WORK INSTRUCTIONS: Rewrite the listing below, replacing every "rough mask" with "coarse mask" and leaving everything else unchanged.

EXERCISE INPUT:
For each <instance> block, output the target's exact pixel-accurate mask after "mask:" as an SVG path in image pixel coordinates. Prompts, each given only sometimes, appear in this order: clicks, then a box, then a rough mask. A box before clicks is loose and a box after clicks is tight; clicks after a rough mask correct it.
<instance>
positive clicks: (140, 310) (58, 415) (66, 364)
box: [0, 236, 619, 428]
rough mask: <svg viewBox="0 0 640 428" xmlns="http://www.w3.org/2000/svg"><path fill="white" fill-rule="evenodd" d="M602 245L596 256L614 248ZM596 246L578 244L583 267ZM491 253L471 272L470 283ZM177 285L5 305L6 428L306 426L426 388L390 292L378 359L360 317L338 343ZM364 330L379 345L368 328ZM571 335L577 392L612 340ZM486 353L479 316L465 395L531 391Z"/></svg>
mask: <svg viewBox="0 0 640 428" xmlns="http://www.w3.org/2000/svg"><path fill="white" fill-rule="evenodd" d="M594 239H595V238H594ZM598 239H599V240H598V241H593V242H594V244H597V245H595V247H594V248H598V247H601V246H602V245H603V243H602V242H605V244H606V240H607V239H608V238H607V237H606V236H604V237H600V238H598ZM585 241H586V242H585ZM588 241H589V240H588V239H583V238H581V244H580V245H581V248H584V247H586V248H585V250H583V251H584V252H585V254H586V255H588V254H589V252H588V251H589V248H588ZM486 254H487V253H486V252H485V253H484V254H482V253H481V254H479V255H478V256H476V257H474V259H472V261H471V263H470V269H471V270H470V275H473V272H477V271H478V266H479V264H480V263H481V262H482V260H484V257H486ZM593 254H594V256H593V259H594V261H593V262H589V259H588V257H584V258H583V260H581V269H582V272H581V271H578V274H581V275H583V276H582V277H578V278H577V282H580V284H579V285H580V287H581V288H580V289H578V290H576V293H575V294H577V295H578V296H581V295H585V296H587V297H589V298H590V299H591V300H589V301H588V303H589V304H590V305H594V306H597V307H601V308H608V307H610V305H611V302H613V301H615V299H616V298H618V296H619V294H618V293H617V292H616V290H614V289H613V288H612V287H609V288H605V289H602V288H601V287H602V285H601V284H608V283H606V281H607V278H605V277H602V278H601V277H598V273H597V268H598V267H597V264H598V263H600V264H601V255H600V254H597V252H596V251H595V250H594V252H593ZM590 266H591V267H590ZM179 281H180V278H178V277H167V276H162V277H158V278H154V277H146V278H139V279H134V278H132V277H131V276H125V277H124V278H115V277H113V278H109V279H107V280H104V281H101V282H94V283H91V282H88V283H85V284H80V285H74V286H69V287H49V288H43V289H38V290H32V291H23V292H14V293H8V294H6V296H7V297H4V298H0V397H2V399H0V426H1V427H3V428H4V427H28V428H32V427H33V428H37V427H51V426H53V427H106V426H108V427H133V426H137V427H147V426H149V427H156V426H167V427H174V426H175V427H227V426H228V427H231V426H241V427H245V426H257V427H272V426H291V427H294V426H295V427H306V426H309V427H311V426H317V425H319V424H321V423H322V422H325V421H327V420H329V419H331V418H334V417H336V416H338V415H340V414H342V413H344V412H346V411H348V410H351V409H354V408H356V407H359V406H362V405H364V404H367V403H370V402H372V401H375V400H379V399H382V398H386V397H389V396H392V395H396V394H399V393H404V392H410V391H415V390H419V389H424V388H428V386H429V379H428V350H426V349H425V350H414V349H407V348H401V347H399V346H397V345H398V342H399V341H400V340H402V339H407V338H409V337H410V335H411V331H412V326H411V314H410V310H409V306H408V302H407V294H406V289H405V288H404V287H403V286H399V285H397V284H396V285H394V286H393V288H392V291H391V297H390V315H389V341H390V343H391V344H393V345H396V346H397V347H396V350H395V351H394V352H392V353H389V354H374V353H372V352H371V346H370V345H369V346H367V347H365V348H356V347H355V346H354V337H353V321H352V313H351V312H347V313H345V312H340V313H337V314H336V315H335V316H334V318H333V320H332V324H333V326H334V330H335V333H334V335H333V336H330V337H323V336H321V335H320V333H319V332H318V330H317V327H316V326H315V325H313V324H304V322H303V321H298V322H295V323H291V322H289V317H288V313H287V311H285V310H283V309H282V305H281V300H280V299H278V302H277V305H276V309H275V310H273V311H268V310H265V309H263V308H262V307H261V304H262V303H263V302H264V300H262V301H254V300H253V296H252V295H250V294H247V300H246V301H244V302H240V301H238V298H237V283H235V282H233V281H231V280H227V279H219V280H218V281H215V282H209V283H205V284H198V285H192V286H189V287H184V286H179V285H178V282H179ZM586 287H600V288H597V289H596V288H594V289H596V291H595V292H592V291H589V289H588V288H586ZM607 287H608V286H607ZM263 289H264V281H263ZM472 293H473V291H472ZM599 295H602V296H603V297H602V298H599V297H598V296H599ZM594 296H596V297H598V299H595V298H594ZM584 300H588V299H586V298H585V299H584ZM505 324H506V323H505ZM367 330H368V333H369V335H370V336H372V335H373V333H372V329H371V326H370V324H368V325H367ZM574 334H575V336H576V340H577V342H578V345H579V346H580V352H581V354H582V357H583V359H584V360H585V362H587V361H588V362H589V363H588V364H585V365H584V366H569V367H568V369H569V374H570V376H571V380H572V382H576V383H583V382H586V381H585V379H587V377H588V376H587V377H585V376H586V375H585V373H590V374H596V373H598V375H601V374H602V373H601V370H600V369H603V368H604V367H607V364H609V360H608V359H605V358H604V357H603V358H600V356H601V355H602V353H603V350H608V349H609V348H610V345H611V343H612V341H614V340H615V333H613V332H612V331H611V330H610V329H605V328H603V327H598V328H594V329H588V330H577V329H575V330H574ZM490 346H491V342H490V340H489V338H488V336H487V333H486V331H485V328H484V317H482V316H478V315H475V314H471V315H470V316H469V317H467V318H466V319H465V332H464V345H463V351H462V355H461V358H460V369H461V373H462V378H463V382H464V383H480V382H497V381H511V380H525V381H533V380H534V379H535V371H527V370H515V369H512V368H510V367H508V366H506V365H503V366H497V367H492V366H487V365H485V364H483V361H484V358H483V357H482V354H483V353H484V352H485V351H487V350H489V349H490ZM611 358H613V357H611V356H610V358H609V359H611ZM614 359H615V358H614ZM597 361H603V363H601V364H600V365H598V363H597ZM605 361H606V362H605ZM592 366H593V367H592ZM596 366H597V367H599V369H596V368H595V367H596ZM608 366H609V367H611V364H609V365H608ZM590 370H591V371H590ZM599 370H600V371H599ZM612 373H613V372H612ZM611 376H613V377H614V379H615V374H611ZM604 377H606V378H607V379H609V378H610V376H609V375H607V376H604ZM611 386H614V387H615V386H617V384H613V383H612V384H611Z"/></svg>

SOLUTION TO THIS PROBLEM:
For each <instance> block, output the target's exact pixel-accurate mask after "mask:" as an SVG path in image pixel coordinates. Prompts, each given only sometimes, appear in this order: clicks, then a box, then a coarse mask. A box before clicks is loose and a box after clicks is tight; clicks after a coarse mask correct it.
<instance>
positive clicks: (140, 310) (58, 415) (66, 364)
box: [0, 236, 619, 428]
coarse mask: <svg viewBox="0 0 640 428" xmlns="http://www.w3.org/2000/svg"><path fill="white" fill-rule="evenodd" d="M602 245L596 256L614 248ZM596 246L578 244L583 267ZM491 253L471 272L470 283ZM177 285L5 305L6 428L306 426L426 388L390 292L378 359L360 317L338 343ZM364 330L379 345L368 328ZM571 335L577 392L612 340ZM486 353L479 316L465 395L531 391Z"/></svg>
mask: <svg viewBox="0 0 640 428" xmlns="http://www.w3.org/2000/svg"><path fill="white" fill-rule="evenodd" d="M594 239H595V238H594ZM598 239H599V240H598V241H593V242H594V244H597V245H595V247H594V248H598V247H601V246H602V245H603V243H602V242H605V244H606V240H607V239H608V238H607V237H606V236H604V237H600V238H598ZM585 241H586V242H585ZM588 241H589V240H588V239H583V238H581V244H580V245H581V248H584V247H586V248H585V250H583V251H584V252H585V254H586V255H588V254H589V252H588V251H589V248H588ZM486 254H487V253H486V252H485V253H484V254H482V253H481V254H479V255H478V256H476V257H474V259H472V261H471V263H470V269H471V270H470V275H473V272H477V271H478V266H479V264H480V263H481V262H482V260H484V257H486ZM593 254H594V256H593V259H594V261H593V262H589V259H588V257H584V258H583V260H581V269H582V272H581V271H578V274H581V275H583V276H582V277H578V278H577V282H580V284H579V285H580V287H581V288H580V289H578V290H576V293H575V294H577V295H578V296H581V295H585V296H587V297H589V298H590V299H591V300H589V301H588V303H589V304H590V305H594V306H597V307H601V308H608V307H610V305H611V302H613V301H615V299H616V298H618V296H619V294H618V293H617V292H616V290H614V289H613V288H612V287H609V288H605V289H602V288H601V287H602V285H601V284H608V283H606V281H607V278H605V277H602V278H601V277H598V273H597V268H598V267H597V264H598V263H600V264H601V255H600V254H597V252H596V251H595V250H594V252H593ZM590 266H591V267H590ZM179 281H180V278H178V277H167V276H162V277H158V278H154V277H146V278H139V279H134V278H132V277H131V276H125V277H124V278H115V277H113V278H109V279H107V280H104V281H101V282H94V283H91V282H88V283H85V284H80V285H74V286H69V287H49V288H43V289H38V290H32V291H23V292H14V293H8V294H6V296H7V297H4V298H0V397H2V399H0V426H1V427H3V428H4V427H28V428H32V427H33V428H37V427H51V426H53V427H106V426H108V427H133V426H137V427H147V426H149V427H156V426H167V427H174V426H175V427H227V426H228V427H231V426H241V427H245V426H257V427H272V426H291V427H294V426H295V427H306V426H309V427H311V426H317V425H319V424H321V423H322V422H325V421H327V420H329V419H331V418H334V417H336V416H338V415H340V414H342V413H344V412H346V411H348V410H351V409H354V408H356V407H359V406H362V405H364V404H367V403H370V402H372V401H375V400H379V399H382V398H386V397H389V396H392V395H396V394H399V393H404V392H410V391H415V390H419V389H424V388H428V386H429V379H428V350H426V349H425V350H414V349H407V348H401V347H399V346H397V345H398V342H399V341H400V340H402V339H407V338H409V337H410V335H411V331H412V326H411V314H410V310H409V306H408V302H407V294H406V289H405V288H404V287H403V286H399V285H397V284H396V285H394V286H393V288H392V291H391V297H390V315H389V341H390V343H391V344H393V345H396V346H397V347H396V350H395V351H394V352H392V353H389V354H374V353H372V352H371V346H370V345H369V346H367V347H365V348H356V347H355V346H354V337H353V321H352V313H351V312H347V313H345V312H340V313H337V314H336V315H335V316H334V318H333V320H332V324H333V326H334V330H335V333H334V335H333V336H330V337H323V336H321V335H320V333H319V332H318V330H317V327H316V326H315V325H313V324H304V322H303V321H298V322H295V323H291V322H289V317H288V313H287V311H285V310H283V309H282V305H281V300H280V299H278V302H277V305H276V309H275V310H273V311H268V310H265V309H263V308H262V307H261V304H262V303H263V302H264V300H262V301H254V300H253V296H252V295H250V294H247V300H246V301H244V302H240V301H238V298H237V283H235V282H233V281H231V280H227V279H219V280H218V281H215V282H209V283H205V284H198V285H192V286H189V287H184V286H179V285H178V282H179ZM586 287H600V288H597V289H596V288H594V289H596V291H595V292H592V291H589V289H588V288H586ZM607 287H608V286H607ZM263 289H264V281H263ZM472 293H473V291H472ZM599 295H602V296H603V297H602V298H599V297H598V296H599ZM594 296H596V297H598V299H595V298H594ZM584 300H588V299H586V298H585V299H584ZM505 324H506V323H505ZM367 330H368V333H369V335H370V336H372V335H373V333H372V329H371V326H370V324H368V325H367ZM574 334H575V336H576V340H577V342H578V345H579V346H580V352H581V354H582V357H583V359H584V360H585V362H587V361H588V362H589V363H588V364H585V365H584V366H569V367H568V369H569V374H570V376H571V380H572V382H576V383H583V382H586V381H585V379H587V377H588V376H587V377H585V376H586V375H585V373H590V374H596V373H598V375H601V374H602V373H601V370H600V369H603V368H604V367H607V364H609V360H608V359H605V358H604V357H603V358H600V356H601V355H602V353H603V350H608V349H609V348H610V345H611V343H612V341H614V340H615V333H613V332H612V331H611V330H610V329H605V328H603V327H598V328H594V329H588V330H577V329H575V330H574ZM490 346H491V342H490V340H489V338H488V336H487V333H486V331H485V328H484V317H482V316H478V315H475V314H471V315H470V316H469V317H467V318H466V319H465V332H464V345H463V351H462V355H461V358H460V369H461V373H462V378H463V382H464V383H480V382H497V381H511V380H525V381H533V380H534V379H535V371H527V370H515V369H512V368H510V367H508V366H506V365H503V366H497V367H492V366H487V365H485V364H483V361H484V358H483V357H482V354H483V353H484V352H485V351H487V350H489V349H490ZM611 358H613V357H611V356H610V358H609V359H611ZM614 359H615V358H614ZM597 361H603V363H601V364H600V365H598V363H597ZM605 361H606V362H605ZM592 366H593V367H592ZM596 366H597V367H599V369H596V368H595V367H596ZM608 366H609V367H611V364H609V365H608ZM590 370H591V371H590ZM599 370H600V371H599ZM612 373H613V372H612ZM611 376H613V377H614V379H615V374H611ZM604 377H606V378H607V379H609V378H610V376H609V375H607V376H604ZM611 386H614V387H615V386H617V384H613V383H612V384H611Z"/></svg>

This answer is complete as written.